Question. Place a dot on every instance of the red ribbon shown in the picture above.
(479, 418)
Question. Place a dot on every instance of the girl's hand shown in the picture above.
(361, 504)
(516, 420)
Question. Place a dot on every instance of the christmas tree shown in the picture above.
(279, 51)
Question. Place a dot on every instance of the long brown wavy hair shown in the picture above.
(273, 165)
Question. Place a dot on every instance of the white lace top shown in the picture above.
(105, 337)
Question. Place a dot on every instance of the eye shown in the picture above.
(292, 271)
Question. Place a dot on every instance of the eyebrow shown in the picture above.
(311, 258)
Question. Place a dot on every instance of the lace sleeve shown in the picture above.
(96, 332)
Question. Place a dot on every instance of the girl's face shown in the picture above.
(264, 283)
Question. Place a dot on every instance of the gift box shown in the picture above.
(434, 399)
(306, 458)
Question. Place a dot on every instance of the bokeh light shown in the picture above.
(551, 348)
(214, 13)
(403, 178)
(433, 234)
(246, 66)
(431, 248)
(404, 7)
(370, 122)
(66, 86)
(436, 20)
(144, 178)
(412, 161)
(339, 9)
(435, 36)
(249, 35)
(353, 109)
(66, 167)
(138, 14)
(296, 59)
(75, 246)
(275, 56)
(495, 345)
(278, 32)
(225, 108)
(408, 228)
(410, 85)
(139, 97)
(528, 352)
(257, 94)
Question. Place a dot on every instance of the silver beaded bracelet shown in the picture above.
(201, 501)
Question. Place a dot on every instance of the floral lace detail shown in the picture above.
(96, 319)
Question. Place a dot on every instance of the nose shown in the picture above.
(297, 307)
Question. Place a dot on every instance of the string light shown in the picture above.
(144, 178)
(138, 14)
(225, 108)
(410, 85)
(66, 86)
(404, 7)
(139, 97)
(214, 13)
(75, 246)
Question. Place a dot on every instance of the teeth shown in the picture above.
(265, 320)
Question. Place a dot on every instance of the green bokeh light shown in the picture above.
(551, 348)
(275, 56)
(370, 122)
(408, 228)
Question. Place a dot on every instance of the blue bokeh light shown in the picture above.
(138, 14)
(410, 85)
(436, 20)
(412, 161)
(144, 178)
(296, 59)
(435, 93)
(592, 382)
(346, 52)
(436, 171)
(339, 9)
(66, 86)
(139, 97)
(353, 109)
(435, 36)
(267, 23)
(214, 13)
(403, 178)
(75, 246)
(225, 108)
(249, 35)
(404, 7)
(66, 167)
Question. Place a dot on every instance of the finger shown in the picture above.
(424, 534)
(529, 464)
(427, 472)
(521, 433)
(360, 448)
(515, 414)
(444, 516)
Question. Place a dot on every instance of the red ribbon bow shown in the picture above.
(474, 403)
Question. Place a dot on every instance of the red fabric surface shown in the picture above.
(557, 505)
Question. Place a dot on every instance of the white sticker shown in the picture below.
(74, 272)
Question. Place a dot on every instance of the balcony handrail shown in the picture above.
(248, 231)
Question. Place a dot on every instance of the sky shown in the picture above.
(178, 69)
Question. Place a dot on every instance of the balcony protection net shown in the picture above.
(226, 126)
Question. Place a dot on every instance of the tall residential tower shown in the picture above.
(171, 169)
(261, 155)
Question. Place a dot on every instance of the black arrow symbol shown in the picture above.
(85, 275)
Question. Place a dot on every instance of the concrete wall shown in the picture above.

=======

# Task statement
Return the material in its entirety, word for word.

# Result for this task
Question. Place a dot on every instance of the red ribbon shown in the picture above.
(479, 418)
Question. Place a dot on every instance of the girl's hand shown in the picture above.
(361, 504)
(516, 420)
Question. Place a dot on every instance of the christmas tree shown in the picture above.
(279, 51)
Question. Place a dot on every instance of the long brown wavy hair shown in the picture above.
(273, 165)
Question. Place a dot on every instance of the white lace top shown in the picture above.
(105, 337)
Question. Place a dot on every instance of the eye shown in the picture above.
(292, 271)
Question. Place a dot on every instance of the eyebrow shown in the picture above.
(311, 258)
Question. Place a dot on every instance of the lace sleeve shown in the picture above.
(96, 332)
Question. Place a dot on every instance of the girl's face shown in the picture above.
(264, 283)
Question. Place a dot on every instance of the gift box shown in the picture above.
(434, 399)
(306, 458)
Question. Place a dot on every instance of the bokeh light shown in the picture above.
(551, 348)
(214, 13)
(403, 178)
(433, 234)
(246, 66)
(431, 248)
(404, 7)
(370, 122)
(66, 86)
(436, 20)
(144, 178)
(412, 161)
(339, 9)
(435, 36)
(249, 35)
(353, 109)
(66, 167)
(138, 14)
(296, 59)
(75, 246)
(275, 56)
(495, 345)
(278, 32)
(225, 108)
(408, 228)
(410, 85)
(139, 97)
(528, 352)
(257, 94)
Question. Place a dot on every instance of the silver beaded bracelet shown in the picture above.
(201, 501)
Question. Place a dot on every instance of the floral lace detail shown in the picture above.
(96, 319)
Question. Place a dot on every instance of the nose shown in the picture above.
(297, 307)
Question. Place a dot on every instance of the string light shown in the picture above.
(144, 178)
(138, 14)
(225, 108)
(410, 85)
(66, 86)
(404, 7)
(139, 97)
(214, 13)
(75, 246)
Question. Place a dot on every instance of the teeth shown in the picture above.
(265, 320)
Question. Place a dot on every instance of the green bokeh light shown in the picture above.
(551, 348)
(275, 56)
(370, 122)
(408, 228)
Question. Place a dot on every instance of the blue bokeh light shown in the picture above.
(138, 14)
(410, 85)
(436, 20)
(412, 161)
(144, 178)
(296, 59)
(435, 93)
(592, 382)
(346, 52)
(436, 171)
(339, 9)
(66, 86)
(139, 97)
(353, 109)
(435, 36)
(267, 23)
(214, 13)
(403, 178)
(75, 246)
(225, 108)
(249, 35)
(404, 7)
(66, 167)
Question. Place a dot on every instance of the finger shown in the picture above.
(424, 534)
(529, 464)
(427, 472)
(521, 433)
(360, 448)
(515, 414)
(444, 516)
Question. Place a dot on every instance of the red ribbon bow shown in the picture above.
(474, 403)
Question. Place a dot on every instance of the red fabric surface shown in the picture above.
(557, 505)
Question. Place a dot on every instance of the white sticker shown in the picture below.
(74, 272)
Question. Place a dot on every instance of the balcony handrail shown in the picture above.
(248, 231)
Question. Place a dot on every instance of the sky shown in the picture above.
(178, 69)
Question. Place a dot on every instance of the balcony protection net shown in the picture above.
(226, 126)
Question. Place a dot on every instance of the tall residential tower shown in the picture above.
(171, 169)
(261, 155)
Question. Place a dot on every instance of the black arrow symbol shown in the picture above.
(85, 275)
Question. Place a dot on every instance of the concrete wall shown in the picture above.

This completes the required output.